▸ **The problem**
Across the records below, how many lines include the string "striped"? Respond with the number only.

▸ **Exercise inputs**
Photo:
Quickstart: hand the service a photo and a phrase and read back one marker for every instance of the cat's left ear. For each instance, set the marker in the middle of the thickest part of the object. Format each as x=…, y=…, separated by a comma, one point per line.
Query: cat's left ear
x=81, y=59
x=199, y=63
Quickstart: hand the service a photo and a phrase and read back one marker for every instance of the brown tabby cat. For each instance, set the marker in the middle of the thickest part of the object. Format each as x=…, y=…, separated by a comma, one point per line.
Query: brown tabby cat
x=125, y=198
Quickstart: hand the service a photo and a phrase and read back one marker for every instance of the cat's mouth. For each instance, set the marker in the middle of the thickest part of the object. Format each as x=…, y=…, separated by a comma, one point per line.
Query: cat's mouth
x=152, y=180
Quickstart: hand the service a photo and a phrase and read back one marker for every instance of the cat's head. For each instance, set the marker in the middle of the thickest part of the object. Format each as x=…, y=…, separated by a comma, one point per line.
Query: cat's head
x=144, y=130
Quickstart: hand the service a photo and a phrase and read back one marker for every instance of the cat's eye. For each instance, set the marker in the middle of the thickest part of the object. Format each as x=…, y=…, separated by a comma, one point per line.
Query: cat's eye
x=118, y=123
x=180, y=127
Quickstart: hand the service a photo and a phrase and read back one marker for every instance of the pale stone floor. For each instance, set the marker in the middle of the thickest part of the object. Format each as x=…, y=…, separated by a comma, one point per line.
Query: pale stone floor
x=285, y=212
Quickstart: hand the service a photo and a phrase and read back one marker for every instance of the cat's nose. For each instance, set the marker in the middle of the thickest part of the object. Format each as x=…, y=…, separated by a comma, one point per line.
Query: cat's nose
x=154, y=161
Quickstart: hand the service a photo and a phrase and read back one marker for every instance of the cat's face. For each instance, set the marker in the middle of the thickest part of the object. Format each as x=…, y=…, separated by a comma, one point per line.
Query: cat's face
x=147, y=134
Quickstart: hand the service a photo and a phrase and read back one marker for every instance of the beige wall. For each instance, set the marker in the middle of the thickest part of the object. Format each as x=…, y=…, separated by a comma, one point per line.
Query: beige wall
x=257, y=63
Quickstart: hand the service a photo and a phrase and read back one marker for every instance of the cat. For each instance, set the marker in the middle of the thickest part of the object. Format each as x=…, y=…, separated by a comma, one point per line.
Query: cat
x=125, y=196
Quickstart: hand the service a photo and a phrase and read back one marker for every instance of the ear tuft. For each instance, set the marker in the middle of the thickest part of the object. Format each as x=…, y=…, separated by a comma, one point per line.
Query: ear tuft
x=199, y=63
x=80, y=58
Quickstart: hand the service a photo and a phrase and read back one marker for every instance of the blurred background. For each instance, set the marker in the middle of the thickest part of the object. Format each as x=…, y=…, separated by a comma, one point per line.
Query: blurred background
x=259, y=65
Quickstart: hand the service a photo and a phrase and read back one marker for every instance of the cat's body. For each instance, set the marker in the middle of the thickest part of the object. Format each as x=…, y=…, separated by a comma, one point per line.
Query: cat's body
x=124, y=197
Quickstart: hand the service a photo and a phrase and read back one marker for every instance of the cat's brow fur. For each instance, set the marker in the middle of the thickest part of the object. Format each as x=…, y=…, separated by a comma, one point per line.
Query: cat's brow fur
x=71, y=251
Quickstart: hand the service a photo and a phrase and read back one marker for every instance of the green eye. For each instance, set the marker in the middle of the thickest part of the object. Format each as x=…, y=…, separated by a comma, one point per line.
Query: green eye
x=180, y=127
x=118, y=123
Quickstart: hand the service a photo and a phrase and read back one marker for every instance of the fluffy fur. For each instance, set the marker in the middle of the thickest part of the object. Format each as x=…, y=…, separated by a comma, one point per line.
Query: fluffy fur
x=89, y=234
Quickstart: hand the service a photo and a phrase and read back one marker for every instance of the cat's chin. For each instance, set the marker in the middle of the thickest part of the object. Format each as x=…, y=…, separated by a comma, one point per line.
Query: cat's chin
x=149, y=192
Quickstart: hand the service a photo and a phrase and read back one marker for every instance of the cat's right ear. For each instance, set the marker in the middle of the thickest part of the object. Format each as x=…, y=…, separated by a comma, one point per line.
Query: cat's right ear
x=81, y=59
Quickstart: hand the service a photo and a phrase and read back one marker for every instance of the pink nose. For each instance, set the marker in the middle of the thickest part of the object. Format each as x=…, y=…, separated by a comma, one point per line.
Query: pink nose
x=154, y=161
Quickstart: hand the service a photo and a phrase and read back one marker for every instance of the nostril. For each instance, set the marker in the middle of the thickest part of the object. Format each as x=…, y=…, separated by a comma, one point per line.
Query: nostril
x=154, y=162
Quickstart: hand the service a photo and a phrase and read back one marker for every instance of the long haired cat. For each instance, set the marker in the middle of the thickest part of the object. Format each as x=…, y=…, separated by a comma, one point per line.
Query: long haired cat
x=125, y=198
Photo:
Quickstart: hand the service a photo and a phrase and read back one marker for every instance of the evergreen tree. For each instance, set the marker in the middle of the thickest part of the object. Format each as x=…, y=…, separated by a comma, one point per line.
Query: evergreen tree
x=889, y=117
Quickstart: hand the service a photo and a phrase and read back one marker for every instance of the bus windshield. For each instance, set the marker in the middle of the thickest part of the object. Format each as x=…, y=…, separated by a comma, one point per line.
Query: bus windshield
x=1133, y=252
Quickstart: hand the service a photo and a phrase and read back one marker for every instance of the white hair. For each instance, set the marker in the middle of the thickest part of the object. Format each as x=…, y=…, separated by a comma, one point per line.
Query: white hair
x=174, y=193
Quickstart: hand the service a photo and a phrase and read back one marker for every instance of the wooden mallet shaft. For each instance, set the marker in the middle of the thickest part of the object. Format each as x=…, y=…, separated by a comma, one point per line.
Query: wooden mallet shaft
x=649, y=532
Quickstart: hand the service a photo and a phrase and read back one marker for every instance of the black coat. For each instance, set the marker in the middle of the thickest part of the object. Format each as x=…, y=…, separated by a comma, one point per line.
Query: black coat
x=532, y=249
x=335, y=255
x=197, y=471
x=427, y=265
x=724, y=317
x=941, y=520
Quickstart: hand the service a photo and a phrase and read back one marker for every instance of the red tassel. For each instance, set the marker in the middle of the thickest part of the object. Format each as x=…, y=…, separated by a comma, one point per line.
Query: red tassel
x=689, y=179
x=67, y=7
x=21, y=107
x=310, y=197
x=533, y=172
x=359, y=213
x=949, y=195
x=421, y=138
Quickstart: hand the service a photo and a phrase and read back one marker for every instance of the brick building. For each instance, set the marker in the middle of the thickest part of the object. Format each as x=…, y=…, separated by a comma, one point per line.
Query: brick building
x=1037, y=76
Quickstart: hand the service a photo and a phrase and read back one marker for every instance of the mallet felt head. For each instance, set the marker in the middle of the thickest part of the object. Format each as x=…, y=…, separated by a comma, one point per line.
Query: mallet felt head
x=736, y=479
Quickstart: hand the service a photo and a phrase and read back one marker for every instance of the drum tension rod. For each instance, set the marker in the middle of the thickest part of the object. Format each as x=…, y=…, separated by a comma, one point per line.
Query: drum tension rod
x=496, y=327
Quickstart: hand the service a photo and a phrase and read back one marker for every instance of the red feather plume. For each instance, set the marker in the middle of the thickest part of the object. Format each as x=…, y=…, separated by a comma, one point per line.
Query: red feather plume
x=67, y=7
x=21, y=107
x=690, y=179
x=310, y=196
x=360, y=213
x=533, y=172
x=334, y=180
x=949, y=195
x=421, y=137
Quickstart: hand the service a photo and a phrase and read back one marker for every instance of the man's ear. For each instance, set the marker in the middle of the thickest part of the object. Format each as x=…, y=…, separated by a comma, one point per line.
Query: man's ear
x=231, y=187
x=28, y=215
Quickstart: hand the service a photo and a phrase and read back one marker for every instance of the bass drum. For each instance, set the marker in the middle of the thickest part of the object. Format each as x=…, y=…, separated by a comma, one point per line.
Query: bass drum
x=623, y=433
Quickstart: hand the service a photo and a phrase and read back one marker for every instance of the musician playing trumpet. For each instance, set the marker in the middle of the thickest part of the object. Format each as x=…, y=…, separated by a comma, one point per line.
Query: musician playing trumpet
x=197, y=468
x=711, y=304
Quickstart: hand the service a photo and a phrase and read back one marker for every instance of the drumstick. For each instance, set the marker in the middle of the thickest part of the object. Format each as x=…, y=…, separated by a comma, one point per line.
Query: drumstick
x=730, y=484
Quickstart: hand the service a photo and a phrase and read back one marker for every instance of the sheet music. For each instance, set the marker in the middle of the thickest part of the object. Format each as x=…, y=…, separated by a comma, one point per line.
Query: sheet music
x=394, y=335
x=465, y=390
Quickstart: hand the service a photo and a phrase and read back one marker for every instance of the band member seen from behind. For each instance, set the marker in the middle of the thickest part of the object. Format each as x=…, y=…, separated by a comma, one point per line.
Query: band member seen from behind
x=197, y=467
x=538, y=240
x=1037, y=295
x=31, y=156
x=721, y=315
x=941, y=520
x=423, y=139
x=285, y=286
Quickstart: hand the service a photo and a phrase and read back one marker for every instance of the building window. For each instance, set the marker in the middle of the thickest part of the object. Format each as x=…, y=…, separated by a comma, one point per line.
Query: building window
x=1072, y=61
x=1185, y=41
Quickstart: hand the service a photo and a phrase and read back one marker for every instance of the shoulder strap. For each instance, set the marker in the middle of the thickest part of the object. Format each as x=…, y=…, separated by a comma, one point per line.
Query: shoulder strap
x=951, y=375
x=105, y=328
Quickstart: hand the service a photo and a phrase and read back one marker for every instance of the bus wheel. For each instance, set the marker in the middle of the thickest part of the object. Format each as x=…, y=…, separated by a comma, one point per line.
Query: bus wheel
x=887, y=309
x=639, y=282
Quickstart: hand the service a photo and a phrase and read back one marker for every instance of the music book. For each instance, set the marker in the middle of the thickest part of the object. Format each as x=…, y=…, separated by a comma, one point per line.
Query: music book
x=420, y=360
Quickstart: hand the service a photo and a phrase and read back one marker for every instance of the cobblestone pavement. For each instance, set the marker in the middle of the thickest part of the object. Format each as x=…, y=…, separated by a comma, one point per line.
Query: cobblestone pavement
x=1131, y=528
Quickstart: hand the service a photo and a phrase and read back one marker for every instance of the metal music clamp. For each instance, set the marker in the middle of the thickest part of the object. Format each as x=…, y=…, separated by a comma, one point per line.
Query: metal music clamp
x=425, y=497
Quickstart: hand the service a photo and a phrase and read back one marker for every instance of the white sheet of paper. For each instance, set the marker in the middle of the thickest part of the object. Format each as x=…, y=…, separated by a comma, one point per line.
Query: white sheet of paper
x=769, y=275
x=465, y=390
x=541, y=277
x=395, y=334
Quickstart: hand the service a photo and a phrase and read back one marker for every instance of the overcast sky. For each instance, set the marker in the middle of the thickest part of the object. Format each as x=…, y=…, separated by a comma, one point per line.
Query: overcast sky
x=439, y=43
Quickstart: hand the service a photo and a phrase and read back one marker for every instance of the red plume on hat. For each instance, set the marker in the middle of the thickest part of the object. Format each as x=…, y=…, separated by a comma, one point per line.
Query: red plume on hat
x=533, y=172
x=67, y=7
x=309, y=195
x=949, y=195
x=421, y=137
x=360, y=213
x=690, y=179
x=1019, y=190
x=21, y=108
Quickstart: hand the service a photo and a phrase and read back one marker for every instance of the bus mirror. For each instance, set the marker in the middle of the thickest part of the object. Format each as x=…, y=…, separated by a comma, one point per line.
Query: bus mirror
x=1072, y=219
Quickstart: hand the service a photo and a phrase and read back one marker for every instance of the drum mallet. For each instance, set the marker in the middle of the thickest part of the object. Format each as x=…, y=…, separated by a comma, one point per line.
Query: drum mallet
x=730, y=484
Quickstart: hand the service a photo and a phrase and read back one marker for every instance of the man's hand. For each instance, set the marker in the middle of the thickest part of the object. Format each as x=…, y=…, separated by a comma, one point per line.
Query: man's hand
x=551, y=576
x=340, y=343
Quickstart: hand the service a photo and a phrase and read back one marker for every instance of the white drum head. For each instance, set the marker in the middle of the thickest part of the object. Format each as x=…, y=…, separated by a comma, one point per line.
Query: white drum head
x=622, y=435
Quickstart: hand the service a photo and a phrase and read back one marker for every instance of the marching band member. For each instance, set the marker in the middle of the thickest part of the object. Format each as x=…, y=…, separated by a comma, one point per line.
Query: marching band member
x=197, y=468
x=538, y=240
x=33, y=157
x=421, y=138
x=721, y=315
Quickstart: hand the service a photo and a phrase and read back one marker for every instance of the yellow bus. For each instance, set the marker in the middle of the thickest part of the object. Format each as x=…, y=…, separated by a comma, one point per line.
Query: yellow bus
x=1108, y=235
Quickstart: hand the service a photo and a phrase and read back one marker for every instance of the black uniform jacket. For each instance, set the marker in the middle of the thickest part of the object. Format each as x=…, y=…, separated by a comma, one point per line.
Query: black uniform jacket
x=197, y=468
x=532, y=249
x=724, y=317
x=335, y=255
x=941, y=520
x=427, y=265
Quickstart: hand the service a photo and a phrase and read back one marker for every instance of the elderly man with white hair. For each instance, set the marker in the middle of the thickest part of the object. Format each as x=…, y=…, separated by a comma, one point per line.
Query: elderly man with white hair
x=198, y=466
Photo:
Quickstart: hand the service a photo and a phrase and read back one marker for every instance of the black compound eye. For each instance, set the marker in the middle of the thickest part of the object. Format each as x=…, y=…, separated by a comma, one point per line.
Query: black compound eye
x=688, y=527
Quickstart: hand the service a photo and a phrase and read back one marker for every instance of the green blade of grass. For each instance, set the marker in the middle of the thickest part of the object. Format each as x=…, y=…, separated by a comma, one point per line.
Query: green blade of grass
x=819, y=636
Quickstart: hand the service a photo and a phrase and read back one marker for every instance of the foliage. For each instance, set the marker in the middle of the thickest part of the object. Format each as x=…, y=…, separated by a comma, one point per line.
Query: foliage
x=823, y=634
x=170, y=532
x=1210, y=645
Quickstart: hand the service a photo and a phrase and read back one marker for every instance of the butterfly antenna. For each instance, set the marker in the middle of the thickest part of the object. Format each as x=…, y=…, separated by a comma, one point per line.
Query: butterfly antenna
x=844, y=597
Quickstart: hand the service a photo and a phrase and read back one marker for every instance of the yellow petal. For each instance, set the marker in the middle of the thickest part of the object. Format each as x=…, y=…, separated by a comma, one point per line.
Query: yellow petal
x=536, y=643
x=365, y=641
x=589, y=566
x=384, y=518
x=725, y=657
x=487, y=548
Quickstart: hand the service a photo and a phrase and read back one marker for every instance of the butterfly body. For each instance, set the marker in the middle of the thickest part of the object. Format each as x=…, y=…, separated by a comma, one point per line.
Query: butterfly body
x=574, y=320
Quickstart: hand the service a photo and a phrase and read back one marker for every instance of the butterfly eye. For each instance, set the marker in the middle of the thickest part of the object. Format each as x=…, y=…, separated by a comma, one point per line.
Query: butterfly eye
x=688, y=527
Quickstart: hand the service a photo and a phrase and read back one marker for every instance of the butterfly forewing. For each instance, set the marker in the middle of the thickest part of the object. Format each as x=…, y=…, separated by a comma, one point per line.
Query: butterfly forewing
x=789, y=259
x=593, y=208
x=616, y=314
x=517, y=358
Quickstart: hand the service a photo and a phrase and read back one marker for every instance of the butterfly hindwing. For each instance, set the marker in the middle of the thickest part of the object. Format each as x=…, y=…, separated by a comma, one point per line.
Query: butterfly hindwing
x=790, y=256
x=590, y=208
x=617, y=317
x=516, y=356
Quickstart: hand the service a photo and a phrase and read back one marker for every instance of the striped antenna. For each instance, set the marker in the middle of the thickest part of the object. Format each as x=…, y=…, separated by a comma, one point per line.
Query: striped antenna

▸ **Task answer**
2